Image-grounded pointing data:
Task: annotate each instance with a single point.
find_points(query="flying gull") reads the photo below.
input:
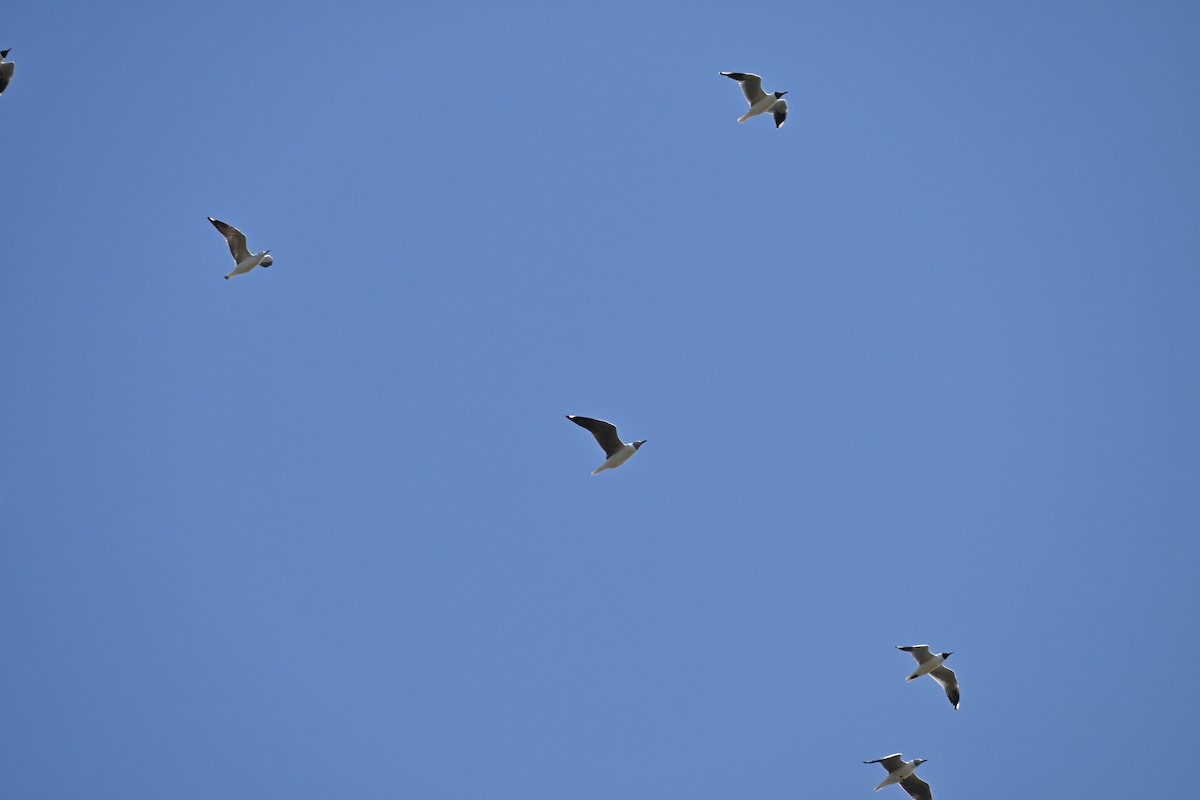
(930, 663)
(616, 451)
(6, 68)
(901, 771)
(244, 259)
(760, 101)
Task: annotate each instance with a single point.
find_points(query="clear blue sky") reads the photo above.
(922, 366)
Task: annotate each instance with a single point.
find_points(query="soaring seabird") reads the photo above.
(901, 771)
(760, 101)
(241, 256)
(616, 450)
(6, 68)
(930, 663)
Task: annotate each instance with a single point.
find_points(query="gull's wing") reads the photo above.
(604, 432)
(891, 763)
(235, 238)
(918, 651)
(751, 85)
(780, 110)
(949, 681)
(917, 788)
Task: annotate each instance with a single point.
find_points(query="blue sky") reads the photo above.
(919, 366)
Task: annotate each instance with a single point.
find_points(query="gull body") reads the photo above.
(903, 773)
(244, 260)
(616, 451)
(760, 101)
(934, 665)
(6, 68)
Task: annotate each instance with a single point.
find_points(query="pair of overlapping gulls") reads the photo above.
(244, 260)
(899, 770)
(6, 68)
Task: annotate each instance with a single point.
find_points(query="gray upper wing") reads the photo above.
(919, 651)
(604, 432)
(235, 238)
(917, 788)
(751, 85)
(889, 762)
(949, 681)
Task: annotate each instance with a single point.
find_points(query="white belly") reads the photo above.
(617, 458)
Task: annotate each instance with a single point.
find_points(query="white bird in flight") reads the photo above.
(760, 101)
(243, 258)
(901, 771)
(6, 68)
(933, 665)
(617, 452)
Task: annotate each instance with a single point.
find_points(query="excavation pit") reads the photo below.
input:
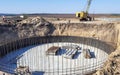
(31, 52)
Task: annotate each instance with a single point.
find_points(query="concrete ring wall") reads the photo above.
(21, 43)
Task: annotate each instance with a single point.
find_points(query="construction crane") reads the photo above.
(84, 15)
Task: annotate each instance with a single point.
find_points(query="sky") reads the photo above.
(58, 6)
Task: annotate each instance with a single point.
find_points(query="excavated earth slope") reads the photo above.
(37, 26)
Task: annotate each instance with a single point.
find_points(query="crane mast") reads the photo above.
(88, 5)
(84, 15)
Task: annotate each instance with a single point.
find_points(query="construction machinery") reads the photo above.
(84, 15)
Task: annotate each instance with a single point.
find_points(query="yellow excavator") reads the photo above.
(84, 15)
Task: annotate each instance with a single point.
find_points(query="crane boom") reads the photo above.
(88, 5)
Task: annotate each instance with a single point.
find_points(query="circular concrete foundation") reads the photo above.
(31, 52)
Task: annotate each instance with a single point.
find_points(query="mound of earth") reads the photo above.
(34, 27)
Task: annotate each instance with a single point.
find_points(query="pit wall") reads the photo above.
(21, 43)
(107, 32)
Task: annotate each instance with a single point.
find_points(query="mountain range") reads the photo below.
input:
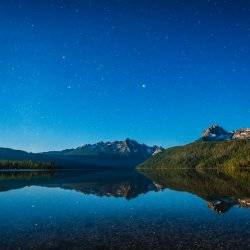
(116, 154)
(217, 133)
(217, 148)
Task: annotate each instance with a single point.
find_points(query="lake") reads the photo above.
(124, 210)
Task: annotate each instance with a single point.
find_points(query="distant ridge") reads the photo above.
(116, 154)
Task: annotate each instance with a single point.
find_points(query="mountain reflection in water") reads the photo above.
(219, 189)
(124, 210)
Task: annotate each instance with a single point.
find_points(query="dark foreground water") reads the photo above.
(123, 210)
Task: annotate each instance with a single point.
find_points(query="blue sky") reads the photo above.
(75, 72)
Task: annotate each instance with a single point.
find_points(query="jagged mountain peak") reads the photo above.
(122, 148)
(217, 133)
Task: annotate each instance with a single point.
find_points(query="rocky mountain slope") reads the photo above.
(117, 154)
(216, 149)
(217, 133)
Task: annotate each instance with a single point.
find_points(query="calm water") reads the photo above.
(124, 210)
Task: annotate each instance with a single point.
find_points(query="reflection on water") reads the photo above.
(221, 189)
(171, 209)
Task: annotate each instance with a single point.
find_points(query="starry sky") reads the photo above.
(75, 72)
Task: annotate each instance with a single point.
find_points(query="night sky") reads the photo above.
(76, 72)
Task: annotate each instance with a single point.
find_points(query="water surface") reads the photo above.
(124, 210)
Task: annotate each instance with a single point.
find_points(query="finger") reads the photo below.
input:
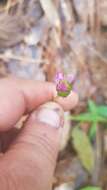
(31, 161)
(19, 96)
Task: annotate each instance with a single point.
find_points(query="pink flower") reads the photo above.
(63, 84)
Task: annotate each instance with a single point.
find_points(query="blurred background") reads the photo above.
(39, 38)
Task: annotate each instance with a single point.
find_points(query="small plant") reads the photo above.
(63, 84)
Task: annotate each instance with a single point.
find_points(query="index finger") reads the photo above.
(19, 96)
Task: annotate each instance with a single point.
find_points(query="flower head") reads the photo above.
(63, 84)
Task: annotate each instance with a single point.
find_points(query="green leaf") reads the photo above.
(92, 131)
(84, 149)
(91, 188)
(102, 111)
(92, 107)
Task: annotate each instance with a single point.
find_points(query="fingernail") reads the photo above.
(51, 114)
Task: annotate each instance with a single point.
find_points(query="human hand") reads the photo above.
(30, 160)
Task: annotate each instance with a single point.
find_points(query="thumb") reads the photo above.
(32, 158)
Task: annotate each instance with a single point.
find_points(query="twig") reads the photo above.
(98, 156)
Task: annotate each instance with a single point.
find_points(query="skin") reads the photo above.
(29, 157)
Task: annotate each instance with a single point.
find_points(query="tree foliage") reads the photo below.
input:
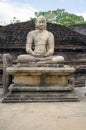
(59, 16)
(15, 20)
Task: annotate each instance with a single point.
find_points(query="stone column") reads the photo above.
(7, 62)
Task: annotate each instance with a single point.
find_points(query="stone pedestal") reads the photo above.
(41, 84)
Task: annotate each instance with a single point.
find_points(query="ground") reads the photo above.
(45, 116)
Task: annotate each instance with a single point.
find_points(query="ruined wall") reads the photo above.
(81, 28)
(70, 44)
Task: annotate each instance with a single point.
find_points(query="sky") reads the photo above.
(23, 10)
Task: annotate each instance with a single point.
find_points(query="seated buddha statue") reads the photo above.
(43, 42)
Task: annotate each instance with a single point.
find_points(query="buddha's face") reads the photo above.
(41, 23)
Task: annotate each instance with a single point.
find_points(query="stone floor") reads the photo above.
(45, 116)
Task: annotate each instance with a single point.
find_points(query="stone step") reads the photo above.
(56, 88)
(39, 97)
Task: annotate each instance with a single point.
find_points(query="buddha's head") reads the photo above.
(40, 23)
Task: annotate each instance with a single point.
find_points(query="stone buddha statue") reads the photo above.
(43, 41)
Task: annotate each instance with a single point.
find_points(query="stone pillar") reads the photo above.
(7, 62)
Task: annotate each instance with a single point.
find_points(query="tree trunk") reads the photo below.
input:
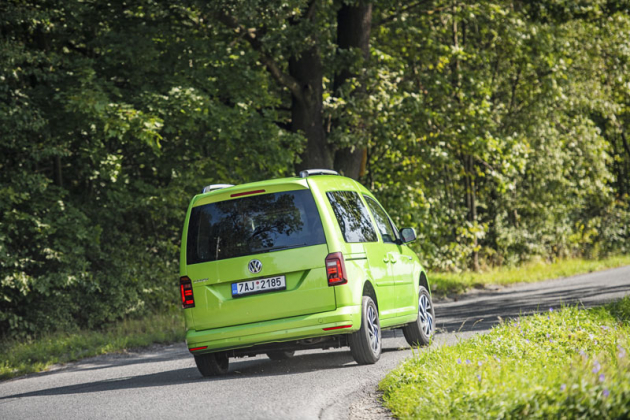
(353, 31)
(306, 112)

■ **Task**: Pictures are to be left out; please print the rest of the records above word for word.

■ **Completed task**:
Task: annotate each instance with a single point.
find_points(query="flying gull") reads the photo below.
input:
(930, 663)
(616, 451)
(6, 68)
(901, 771)
(244, 259)
(760, 101)
Task: annotate each instance with a single point.
find_points(query="clear blue sky") reads the photo above.
(922, 366)
Task: annotate each instance with a single point.
find_points(query="soaring seabird") reads the photo above.
(901, 771)
(760, 101)
(241, 256)
(616, 450)
(6, 68)
(930, 663)
Task: annotate each instance with a single point.
find_points(query="gull's wing") reads the photo above.
(604, 432)
(891, 763)
(235, 238)
(918, 651)
(751, 85)
(780, 110)
(949, 681)
(917, 788)
Task: annotate each instance with a single point.
find_points(query="blue sky") reads the photo above.
(919, 366)
Task: annotate each instance with a single point.
find_points(query="gull body") reads the photo above.
(903, 773)
(244, 260)
(616, 451)
(760, 101)
(934, 665)
(6, 68)
Task: annotate each instance with a single point.
find_points(query="pair of overlapping gulls") reads the photo above.
(244, 260)
(899, 770)
(6, 68)
Task: annotate each instance with a single point.
find_points(query="gray upper wing") reads the photo above.
(919, 651)
(604, 432)
(235, 238)
(917, 788)
(751, 85)
(889, 762)
(949, 681)
Task: annotate each instance with a single point.
find_points(query="white belly") reads the photo above.
(617, 458)
Task: annotate each instance with a single point.
find_points(query="white bird in flight") reads the photo above.
(760, 101)
(243, 258)
(901, 771)
(6, 68)
(933, 665)
(617, 452)
Task: annotate each instance with a single point.
find_points(query="excavation pit") reads the photo below.
input:
(31, 52)
Task: annotate each instance with a single point.
find_points(query="concrete ring wall") reads the photo above.
(21, 43)
Task: annotate each instance with a single point.
find_points(query="construction crane") reads the photo above.
(84, 15)
Task: annotate each instance with a single point.
find_points(query="sky") reads the photo above.
(58, 6)
Task: annotate each instance with a single point.
find_points(query="excavated earth slope") reads the photo above.
(37, 26)
Task: annotate each instance with a single point.
find_points(query="crane mast") reads the photo above.
(88, 5)
(84, 15)
Task: annotate each instance with a single point.
find_points(query="construction machinery") reads the photo above.
(84, 15)
Task: annotate each instance with a single point.
find_points(query="yellow excavator") reads the photo above.
(84, 15)
Task: annotate each instance with a single point.
find_points(query="crane boom") reads the photo above.
(88, 5)
Task: annotate each instance with a single point.
find_points(query="circular concrete foundation") reads the photo above.
(31, 52)
Task: annotate each instance with a single point.
find_points(query="mound of earth") reads the photo above.
(34, 27)
Task: annotate each instance with a single point.
find_points(query="pit wall") reads the photo above.
(21, 43)
(107, 32)
Task: annotate each instance with a single point.
find_points(query="mountain range") reads the photo below.
input:
(116, 154)
(217, 133)
(217, 148)
Task: annotate each instance with a single point.
find_points(query="lake") reads the photo above.
(124, 210)
Task: annotate each instance with a single point.
find_points(query="distant ridge") reads the photo above.
(116, 154)
Task: annotate each instance with a single point.
find_points(query="mountain reflection in water") reads the photo above.
(219, 189)
(124, 210)
Task: annotate each instance with a single point.
find_points(query="dark foreground water") reads the photo above.
(123, 210)
Task: annotate each instance with a single point.
find_points(query="blue sky") reads the photo above.
(75, 72)
Task: annotate each instance with a single point.
find_points(query="jagged mountain peak") reads the photo above.
(122, 148)
(217, 133)
Task: annotate each instance with a single point.
find_points(query="rocky mountain slope") reads the photo above.
(117, 154)
(216, 149)
(217, 133)
Task: annotate each instance with a single point.
find_points(query="calm water") reads the photo above.
(124, 210)
Task: annotate each instance with a single point.
find_points(query="reflection on water") reads the photo above.
(221, 189)
(171, 209)
Task: annotate each instance with a single point.
find_points(query="starry sky") reads the photo above.
(75, 72)
Task: annotate each instance with a single point.
find_points(query="night sky") reads the photo above.
(76, 72)
Task: annotate each instance with a single point.
find_points(query="water surface") reads the photo above.
(124, 210)
Task: annotate each instance with a single point.
find_points(query="finger") reads the photo below.
input:
(31, 161)
(19, 96)
Task: annotate each instance with a single point.
find_points(query="pink flower") reads the photo above.
(63, 84)
Task: annotate each instance with a single point.
find_points(query="blurred background") reads the photo above.
(39, 38)
Task: annotate each instance with a single point.
find_points(query="small plant") reads the photo above.
(63, 84)
Task: annotate each instance with a single point.
find_points(query="index finger") reads the photo above.
(19, 96)
Task: annotate each instance with a single point.
find_points(query="flower head") reads the photo above.
(63, 84)
Task: annotate each instance with a single point.
find_points(query="green leaf") reads the photo above.
(92, 131)
(84, 149)
(91, 188)
(102, 111)
(92, 107)
Task: annotate each instance with a single point.
find_points(query="fingernail") reads the photo above.
(51, 114)
Task: annotate each instance with a single point.
find_points(query="human hand") reads the photo above.
(30, 160)
Task: annotate each instance with a single point.
find_points(query="thumb") reads the photo above.
(32, 158)
Task: annotate each instance with a single point.
find_points(query="twig") reads the photo above.
(98, 156)
Task: annotate each instance with a single point.
find_points(query="skin") reads the photo above.
(29, 157)
Task: annotate each instance with a single point.
find_points(query="tree foliage") reads the photo below.
input:
(59, 16)
(15, 20)
Task: annotate each instance with a single point.
find_points(query="stone column") reads the photo above.
(7, 62)
Task: annotate each instance with a single point.
find_points(query="stone pedestal") reads the photo above.
(41, 84)
Task: annotate each instance with a single point.
find_points(query="ground") reads the photo above.
(45, 116)
Task: annotate each instance with a single point.
find_points(query="ruined wall") reads the photo above.
(81, 28)
(70, 44)
Task: annotate each instance with a single point.
find_points(query="sky") reads the photo above.
(23, 10)
Task: annotate each instance with a single point.
find_points(query="seated buddha statue") reads the photo above.
(43, 42)
Task: annotate each instance with a single point.
find_points(query="buddha's face") reads the photo above.
(41, 23)
Task: annotate each instance with a single point.
find_points(query="stone floor") reads the photo above.
(45, 116)
Task: annotate each instance with a single point.
find_points(query="stone step") reads the photo above.
(56, 88)
(39, 97)
Task: annotate each instance with a single point.
find_points(query="buddha's head") reads the photo above.
(40, 23)
Task: annotate each instance with a single point.
find_points(query="stone buddha statue") reads the photo above.
(43, 41)
Task: annotate each instance with a single point.
find_points(query="stone pillar") reads the photo above.
(7, 62)
Task: annotate each instance with a single point.
find_points(query="tree trunk") reads the photo below.
input:
(353, 31)
(306, 112)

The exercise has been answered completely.